There is one span to output from the data below: the lines starting at the line with "[ ] a keypoint on each instance of the storefront" and ending at the line with "[ ] a keypoint on each instance of the shop". Output it exactly, ends included, nothing more.

*** Block opens ***

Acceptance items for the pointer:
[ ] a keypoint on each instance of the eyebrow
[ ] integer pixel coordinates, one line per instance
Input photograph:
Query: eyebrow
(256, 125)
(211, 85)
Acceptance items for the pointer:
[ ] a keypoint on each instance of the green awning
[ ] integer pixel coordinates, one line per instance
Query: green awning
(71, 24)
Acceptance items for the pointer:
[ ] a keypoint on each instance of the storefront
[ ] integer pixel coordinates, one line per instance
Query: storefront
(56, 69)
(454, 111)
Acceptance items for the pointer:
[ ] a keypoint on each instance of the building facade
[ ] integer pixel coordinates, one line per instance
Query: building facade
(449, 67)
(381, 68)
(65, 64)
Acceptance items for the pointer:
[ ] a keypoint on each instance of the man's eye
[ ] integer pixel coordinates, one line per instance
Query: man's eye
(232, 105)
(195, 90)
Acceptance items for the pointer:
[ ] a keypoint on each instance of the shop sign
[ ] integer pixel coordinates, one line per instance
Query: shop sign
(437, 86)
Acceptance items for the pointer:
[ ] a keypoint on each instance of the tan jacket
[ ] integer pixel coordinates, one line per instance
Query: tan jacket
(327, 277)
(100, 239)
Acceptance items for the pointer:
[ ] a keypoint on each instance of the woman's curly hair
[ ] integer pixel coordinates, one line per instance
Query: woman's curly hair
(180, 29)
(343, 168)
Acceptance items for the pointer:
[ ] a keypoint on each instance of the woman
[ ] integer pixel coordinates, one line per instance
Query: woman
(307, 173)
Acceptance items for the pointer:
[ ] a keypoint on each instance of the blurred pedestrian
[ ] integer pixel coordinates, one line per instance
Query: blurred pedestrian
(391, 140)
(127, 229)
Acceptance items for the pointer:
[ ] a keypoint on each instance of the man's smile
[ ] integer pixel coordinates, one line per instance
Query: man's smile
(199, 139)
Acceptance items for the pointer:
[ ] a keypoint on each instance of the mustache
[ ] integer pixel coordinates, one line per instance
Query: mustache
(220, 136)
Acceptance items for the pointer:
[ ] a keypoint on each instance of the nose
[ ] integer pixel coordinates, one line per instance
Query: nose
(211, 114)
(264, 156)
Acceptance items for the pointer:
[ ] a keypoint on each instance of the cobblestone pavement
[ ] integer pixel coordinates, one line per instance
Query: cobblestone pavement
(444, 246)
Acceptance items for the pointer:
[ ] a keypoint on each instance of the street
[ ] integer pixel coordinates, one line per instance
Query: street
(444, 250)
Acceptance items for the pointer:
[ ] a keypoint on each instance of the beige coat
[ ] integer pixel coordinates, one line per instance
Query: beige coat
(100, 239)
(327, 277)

*** Block closes ***
*** Block opens ***

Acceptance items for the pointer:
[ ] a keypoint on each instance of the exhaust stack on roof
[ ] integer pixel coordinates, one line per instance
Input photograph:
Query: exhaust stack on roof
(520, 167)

*** Block closes ***

__Task output__.
[ ] a keypoint on each instance of the storefront
[ ] integer pixel coordinates, one line per instance
Query: storefront
(56, 69)
(454, 111)
Acceptance items for the pointer:
[ ] a keypoint on each instance of the building facade
[ ] integer pixel coordinates, one line per instance
Query: building facade
(449, 67)
(381, 68)
(65, 64)
Acceptance items for the pointer:
[ ] a keypoint on each instance of the man's eye
[ ] integer pixel coordinates, one line per instance
Query: man's eye
(232, 105)
(195, 90)
Acceptance items for the pointer:
[ ] a keypoint on each instance of the shop sign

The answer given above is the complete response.